- What this task involves:
Each line from the one that contains "of the black" to the end of the material must be quoted exactly; include both end lines and nothing else.

[Records of labeled points]

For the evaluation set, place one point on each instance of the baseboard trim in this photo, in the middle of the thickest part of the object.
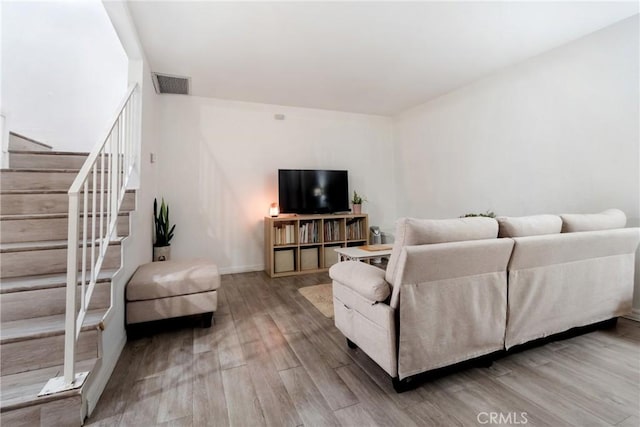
(634, 315)
(241, 269)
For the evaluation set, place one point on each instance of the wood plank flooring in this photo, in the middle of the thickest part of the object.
(271, 359)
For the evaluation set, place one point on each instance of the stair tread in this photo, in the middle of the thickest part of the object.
(49, 153)
(20, 390)
(44, 245)
(40, 170)
(45, 191)
(43, 216)
(46, 326)
(44, 281)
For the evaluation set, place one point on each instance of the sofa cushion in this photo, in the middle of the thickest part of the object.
(611, 218)
(412, 231)
(533, 225)
(172, 278)
(365, 279)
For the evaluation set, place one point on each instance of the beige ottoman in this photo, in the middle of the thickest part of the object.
(166, 289)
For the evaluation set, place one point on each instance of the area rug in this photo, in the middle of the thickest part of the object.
(321, 297)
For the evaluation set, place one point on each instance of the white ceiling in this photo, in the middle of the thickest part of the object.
(365, 57)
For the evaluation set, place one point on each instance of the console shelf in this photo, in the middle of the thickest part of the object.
(301, 244)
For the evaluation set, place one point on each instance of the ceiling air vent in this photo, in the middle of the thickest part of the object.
(165, 83)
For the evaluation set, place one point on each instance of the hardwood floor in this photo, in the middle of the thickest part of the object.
(272, 359)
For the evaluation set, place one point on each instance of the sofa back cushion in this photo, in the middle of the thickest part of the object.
(609, 219)
(533, 225)
(413, 231)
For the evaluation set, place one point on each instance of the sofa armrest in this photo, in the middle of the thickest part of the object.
(364, 279)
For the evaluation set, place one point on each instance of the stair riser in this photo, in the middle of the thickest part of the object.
(64, 412)
(43, 203)
(48, 302)
(18, 142)
(46, 161)
(19, 180)
(48, 261)
(39, 353)
(38, 230)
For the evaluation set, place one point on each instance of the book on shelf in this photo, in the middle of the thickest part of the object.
(284, 234)
(354, 229)
(331, 231)
(309, 232)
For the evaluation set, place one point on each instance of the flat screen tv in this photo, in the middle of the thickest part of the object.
(307, 191)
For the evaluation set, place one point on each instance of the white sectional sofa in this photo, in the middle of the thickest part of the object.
(458, 289)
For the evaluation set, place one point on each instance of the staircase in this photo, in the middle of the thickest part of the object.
(33, 264)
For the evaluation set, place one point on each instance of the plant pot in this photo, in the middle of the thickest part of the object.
(161, 253)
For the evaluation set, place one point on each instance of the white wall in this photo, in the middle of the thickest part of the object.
(64, 72)
(557, 133)
(218, 163)
(137, 246)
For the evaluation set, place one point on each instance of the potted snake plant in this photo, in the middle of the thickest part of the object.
(164, 232)
(356, 201)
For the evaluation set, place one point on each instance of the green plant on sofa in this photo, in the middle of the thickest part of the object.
(164, 232)
(488, 214)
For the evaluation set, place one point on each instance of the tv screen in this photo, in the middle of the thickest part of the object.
(305, 191)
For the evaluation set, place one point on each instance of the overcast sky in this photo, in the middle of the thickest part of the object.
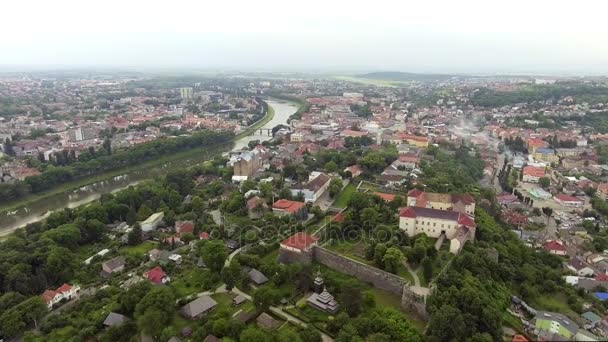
(458, 36)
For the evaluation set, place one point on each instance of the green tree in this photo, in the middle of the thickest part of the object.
(134, 237)
(335, 187)
(232, 275)
(214, 254)
(264, 297)
(427, 268)
(331, 166)
(253, 334)
(544, 182)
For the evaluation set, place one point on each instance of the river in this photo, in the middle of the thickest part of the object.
(33, 212)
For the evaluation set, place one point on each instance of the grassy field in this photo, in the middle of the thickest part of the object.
(192, 282)
(385, 298)
(140, 249)
(343, 198)
(379, 83)
(72, 185)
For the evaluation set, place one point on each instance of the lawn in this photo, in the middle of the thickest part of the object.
(141, 249)
(556, 302)
(387, 299)
(343, 198)
(193, 281)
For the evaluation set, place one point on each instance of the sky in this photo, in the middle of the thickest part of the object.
(431, 36)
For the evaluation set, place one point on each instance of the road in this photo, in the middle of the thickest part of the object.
(275, 309)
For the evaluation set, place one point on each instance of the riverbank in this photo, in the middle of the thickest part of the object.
(76, 184)
(36, 207)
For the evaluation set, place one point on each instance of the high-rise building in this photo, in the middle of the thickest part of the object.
(186, 92)
(82, 133)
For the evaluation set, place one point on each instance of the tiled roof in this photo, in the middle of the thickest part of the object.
(300, 241)
(460, 218)
(289, 206)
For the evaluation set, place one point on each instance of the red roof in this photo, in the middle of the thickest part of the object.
(385, 196)
(567, 198)
(48, 295)
(301, 241)
(554, 246)
(185, 227)
(460, 218)
(406, 136)
(338, 218)
(535, 142)
(288, 206)
(414, 193)
(352, 133)
(534, 171)
(601, 277)
(520, 338)
(156, 275)
(64, 288)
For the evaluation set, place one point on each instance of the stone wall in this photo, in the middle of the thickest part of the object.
(369, 274)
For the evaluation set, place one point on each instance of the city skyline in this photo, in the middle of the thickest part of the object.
(435, 37)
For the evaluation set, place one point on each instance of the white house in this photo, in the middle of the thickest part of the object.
(152, 222)
(65, 291)
(569, 201)
(458, 227)
(318, 183)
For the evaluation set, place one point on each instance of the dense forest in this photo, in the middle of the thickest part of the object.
(54, 176)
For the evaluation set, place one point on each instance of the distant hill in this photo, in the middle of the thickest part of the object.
(398, 76)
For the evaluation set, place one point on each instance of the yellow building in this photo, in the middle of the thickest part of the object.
(546, 155)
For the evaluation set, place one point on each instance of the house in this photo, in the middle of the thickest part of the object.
(569, 201)
(515, 218)
(288, 207)
(212, 338)
(157, 276)
(257, 277)
(113, 266)
(507, 199)
(152, 222)
(256, 207)
(386, 197)
(602, 191)
(318, 183)
(546, 155)
(266, 321)
(553, 326)
(238, 300)
(591, 318)
(297, 248)
(176, 258)
(184, 227)
(414, 140)
(536, 143)
(355, 170)
(64, 292)
(555, 247)
(245, 164)
(460, 203)
(580, 267)
(162, 256)
(457, 226)
(114, 319)
(198, 307)
(532, 174)
(323, 301)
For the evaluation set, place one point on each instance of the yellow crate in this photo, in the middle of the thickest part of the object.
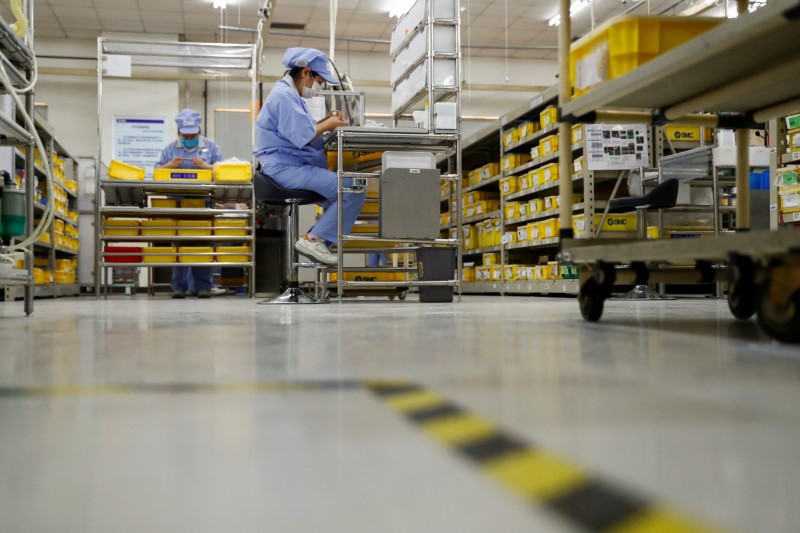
(182, 174)
(510, 136)
(198, 226)
(131, 226)
(243, 256)
(626, 42)
(490, 259)
(233, 172)
(241, 225)
(577, 133)
(512, 210)
(512, 161)
(118, 170)
(548, 145)
(488, 171)
(159, 258)
(509, 185)
(614, 222)
(527, 129)
(193, 203)
(196, 258)
(548, 116)
(164, 227)
(163, 203)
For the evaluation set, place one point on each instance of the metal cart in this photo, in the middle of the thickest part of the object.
(762, 83)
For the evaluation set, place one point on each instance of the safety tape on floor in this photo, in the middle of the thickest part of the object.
(538, 476)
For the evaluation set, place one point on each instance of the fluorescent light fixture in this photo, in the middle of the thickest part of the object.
(400, 7)
(574, 9)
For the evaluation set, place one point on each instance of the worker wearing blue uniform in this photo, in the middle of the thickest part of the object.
(190, 150)
(289, 146)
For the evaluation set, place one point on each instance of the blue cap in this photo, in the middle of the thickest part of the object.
(188, 121)
(311, 58)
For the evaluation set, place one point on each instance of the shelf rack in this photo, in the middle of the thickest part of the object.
(130, 199)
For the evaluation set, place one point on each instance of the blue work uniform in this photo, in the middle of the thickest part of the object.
(191, 279)
(290, 154)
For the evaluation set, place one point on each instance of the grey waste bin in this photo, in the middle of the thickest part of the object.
(436, 264)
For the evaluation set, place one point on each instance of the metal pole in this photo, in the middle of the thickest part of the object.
(564, 128)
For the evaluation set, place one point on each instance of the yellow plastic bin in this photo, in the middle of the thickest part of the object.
(168, 250)
(242, 258)
(233, 172)
(160, 227)
(128, 227)
(194, 228)
(239, 227)
(196, 258)
(117, 170)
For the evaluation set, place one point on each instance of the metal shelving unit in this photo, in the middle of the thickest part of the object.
(700, 76)
(130, 199)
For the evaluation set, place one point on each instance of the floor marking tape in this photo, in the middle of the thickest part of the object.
(539, 476)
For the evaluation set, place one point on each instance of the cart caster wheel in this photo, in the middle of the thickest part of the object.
(742, 291)
(780, 323)
(590, 299)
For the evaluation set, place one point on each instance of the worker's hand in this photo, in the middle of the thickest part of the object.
(199, 163)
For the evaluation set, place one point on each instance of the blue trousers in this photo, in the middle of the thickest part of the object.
(324, 182)
(191, 279)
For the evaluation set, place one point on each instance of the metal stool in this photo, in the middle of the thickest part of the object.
(270, 193)
(664, 196)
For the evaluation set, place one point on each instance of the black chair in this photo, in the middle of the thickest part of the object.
(270, 193)
(663, 196)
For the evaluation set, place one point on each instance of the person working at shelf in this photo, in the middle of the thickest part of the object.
(190, 150)
(289, 147)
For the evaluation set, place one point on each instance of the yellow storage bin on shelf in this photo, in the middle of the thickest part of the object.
(624, 43)
(128, 227)
(548, 145)
(194, 203)
(196, 258)
(238, 227)
(158, 227)
(182, 174)
(233, 172)
(168, 257)
(117, 170)
(509, 185)
(548, 116)
(241, 257)
(194, 228)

- Result:
For the evaluation set, place one point on each instance of the black chair in this photo, in the middle of the thickest part of the object.
(270, 193)
(663, 196)
For the evaluation set, place one point on each instance of the person working at shelf in this photo, in the middle of the thickest part of the object.
(190, 150)
(289, 147)
For the evaluation set, place one point on each instance of the yellow storage bin on shelf in this photo, in the middle of the thickest part of the object.
(624, 43)
(128, 227)
(548, 145)
(194, 203)
(196, 258)
(238, 227)
(158, 227)
(182, 174)
(233, 172)
(168, 257)
(117, 170)
(509, 185)
(548, 116)
(241, 257)
(194, 228)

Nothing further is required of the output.